▶ [Stated goal]
Please render all of the data below as a numbered list, one line per item, omitting any blank lines.

▶ [Listed records]

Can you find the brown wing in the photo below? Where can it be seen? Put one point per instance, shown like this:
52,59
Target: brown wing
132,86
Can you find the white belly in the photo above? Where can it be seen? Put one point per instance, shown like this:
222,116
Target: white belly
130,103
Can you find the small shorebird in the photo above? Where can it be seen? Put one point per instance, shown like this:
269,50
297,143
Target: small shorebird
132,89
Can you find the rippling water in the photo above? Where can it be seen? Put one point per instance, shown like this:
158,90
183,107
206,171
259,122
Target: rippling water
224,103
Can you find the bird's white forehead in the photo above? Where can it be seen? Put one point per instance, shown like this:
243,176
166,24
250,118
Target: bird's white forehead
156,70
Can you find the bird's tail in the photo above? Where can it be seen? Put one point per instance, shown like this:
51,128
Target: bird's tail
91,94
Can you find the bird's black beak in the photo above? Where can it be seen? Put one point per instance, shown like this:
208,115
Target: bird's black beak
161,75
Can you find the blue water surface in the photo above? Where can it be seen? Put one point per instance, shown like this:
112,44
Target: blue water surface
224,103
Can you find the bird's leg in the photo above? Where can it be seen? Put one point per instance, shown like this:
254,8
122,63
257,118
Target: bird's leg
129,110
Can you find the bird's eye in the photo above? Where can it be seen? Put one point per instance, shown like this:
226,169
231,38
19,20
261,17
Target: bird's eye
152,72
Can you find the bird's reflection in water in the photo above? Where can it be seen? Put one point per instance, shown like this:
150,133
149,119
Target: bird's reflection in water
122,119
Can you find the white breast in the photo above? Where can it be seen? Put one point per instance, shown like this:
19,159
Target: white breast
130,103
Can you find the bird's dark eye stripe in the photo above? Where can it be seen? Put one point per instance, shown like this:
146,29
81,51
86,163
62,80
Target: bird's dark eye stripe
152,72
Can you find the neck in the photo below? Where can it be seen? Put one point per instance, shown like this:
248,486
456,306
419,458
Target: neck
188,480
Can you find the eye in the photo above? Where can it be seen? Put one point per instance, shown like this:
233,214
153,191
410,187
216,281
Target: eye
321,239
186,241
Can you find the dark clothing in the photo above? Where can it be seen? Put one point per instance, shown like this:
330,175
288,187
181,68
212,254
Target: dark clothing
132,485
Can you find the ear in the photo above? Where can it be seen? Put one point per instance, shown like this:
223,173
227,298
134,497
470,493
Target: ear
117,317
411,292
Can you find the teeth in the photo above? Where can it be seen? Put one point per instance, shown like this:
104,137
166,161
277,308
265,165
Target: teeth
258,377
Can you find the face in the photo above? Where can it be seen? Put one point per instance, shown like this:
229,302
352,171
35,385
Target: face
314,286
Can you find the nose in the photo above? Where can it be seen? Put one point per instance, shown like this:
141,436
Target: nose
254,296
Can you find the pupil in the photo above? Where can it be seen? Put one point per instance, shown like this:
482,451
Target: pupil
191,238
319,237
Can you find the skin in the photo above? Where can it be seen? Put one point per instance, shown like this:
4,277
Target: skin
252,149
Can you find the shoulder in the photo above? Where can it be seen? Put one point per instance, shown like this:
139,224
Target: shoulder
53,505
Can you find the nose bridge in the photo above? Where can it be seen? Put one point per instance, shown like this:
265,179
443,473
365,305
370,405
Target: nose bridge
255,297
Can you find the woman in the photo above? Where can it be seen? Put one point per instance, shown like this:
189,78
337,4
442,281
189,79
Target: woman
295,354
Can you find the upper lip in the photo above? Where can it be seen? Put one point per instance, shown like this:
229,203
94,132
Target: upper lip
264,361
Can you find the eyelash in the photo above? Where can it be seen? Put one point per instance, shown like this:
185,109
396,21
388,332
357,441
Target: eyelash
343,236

▶ [Exercise answer]
1. Can you find the brown wing in the photo below? Where can it be seen? Put one point per instance, shown like this:
2. 52,59
3. Target: brown wing
4. 132,86
5. Can you find the white belly in the photo above? Where can it be seen? Put one point per instance, shown like this:
6. 222,116
7. Target: white belly
8. 130,103
9. Can you find the small shorebird in the photo above? Where can it be seen? Put one point per instance, shown like this:
10. 269,50
11. 297,143
12. Target: small shorebird
13. 132,89
14. Can you find the rippling water in the photo above? Where can it be seen? Put one point per instance, shown like this:
15. 158,90
16. 183,107
17. 206,171
18. 259,122
19. Target: rippling water
20. 224,103
21. Can you find the bird's white forehead in the photo above? Where can it be seen? Put one point per instance, shown like this:
22. 243,176
23. 166,24
24. 250,118
25. Target: bird's white forehead
26. 156,70
27. Can you find the bird's tail in the photo above? Where can it be seen? Put one point per instance, shown like this:
28. 51,128
29. Target: bird's tail
30. 91,94
31. Can you find the bird's black beak in the photo above? Where can it be seen? Put one point per instance, shown like this:
32. 208,115
33. Target: bird's black beak
34. 161,75
35. Can you find the blue water surface in the photo above? Where can it be seen? Put one point per instance, shown like this:
36. 112,44
37. Target: blue water surface
38. 224,103
39. Can you find the bird's leg in the photo above? Where can it be seen? Put one point per instance, shown like this:
40. 254,8
41. 122,63
42. 257,118
43. Target: bird's leg
44. 129,110
45. Can you find the bird's eye in the photo above? Where can it be seen? Put one point per instance, shown like this:
46. 226,169
47. 231,38
48. 19,20
49. 261,17
50. Target: bird's eye
51. 152,72
52. Can you find the bird's reflection in water in the photo above? Where can it be seen? Put one point per instance, shown like this:
53. 150,133
54. 149,119
55. Target: bird's reflection in water
56. 122,119
57. Can you find the white breast in the photo above? Where can it be seen? Put one point per instance, shown like this:
58. 19,159
59. Target: white breast
60. 130,103
61. Can you find the bird's dark eye stripe in the photo above? Where can it be seen? Put one point per instance, shown like this:
62. 146,29
63. 81,51
64. 86,163
65. 62,80
66. Target: bird's dark eye stripe
67. 152,72
68. Can you find the neck in the photo below? Where can it be seen? Put one point per instance, shown like this:
69. 248,486
70. 456,306
71. 419,458
72. Target: neck
73. 188,480
74. Can you find the eye in the photo above? Where can it be seen? Put one point per instance, shown like this:
75. 233,214
76. 153,191
77. 410,187
78. 216,281
79. Target: eye
80. 321,239
81. 186,241
82. Can you find the dark clothing in the photo above? Where can it be seen? Put one point per instance, shown like this:
83. 330,175
84. 288,187
85. 181,68
86. 212,254
87. Target: dark clothing
88. 132,485
89. Can you find the ear in the photo above? Where can it be seen? Put one point per instance, shown like this:
90. 223,173
91. 227,298
92. 134,497
93. 470,493
94. Target: ear
95. 117,317
96. 411,292
97. Can you find the teeth in the photo above? Where can it be seen? Put one point per instance, shown like this:
98. 104,137
99. 166,161
100. 277,308
101. 265,165
102. Target: teeth
103. 258,377
104. Can you find the face in the photo above? Where can it be seen? Put one point per instance, shown like this:
105. 229,302
106. 352,171
107. 35,385
108. Target: face
109. 314,286
110. Can you find the nose in the photo above? Where can it be seen? Put one point per instance, shown like this:
111. 141,436
112. Target: nose
113. 254,296
114. Can you find the pupil in the photo above? Where can it be seen? Put one point per instance, shown like this:
115. 482,451
116. Target: pupil
117. 191,238
118. 319,237
119. Can you find the skin in the photo above? Where can it be seen? Put one point per instance, shown like this:
120. 4,277
121. Target: skin
122. 252,149
123. Can you find the shoulder in the photo above? Where can it be seen? Put one point per instance, shown like this:
124. 139,224
125. Target: shoulder
126. 53,505
127. Can you find the nose bridge in the photo above? Where can it be seen? Put one point per instance, shown like this:
128. 265,179
129. 443,473
130. 365,305
131. 370,405
132. Target: nose bridge
133. 255,297
134. Can you find the woman in the photo above? Where can it be seen? Put one point per instance, shown like this:
135. 189,78
136. 337,4
137. 442,281
138. 189,79
139. Target: woman
140. 295,354
141. Can you find the upper lip in the photo above? Where can it be seen? Put one point per instance, shown like this:
142. 229,203
143. 94,132
144. Target: upper lip
145. 264,361
146. Can you find the eyelash in the photo above? Where can it be seen? Put one point per instance, shown like this:
147. 185,109
148. 396,21
149. 388,332
150. 357,441
151. Target: eyelash
152. 343,236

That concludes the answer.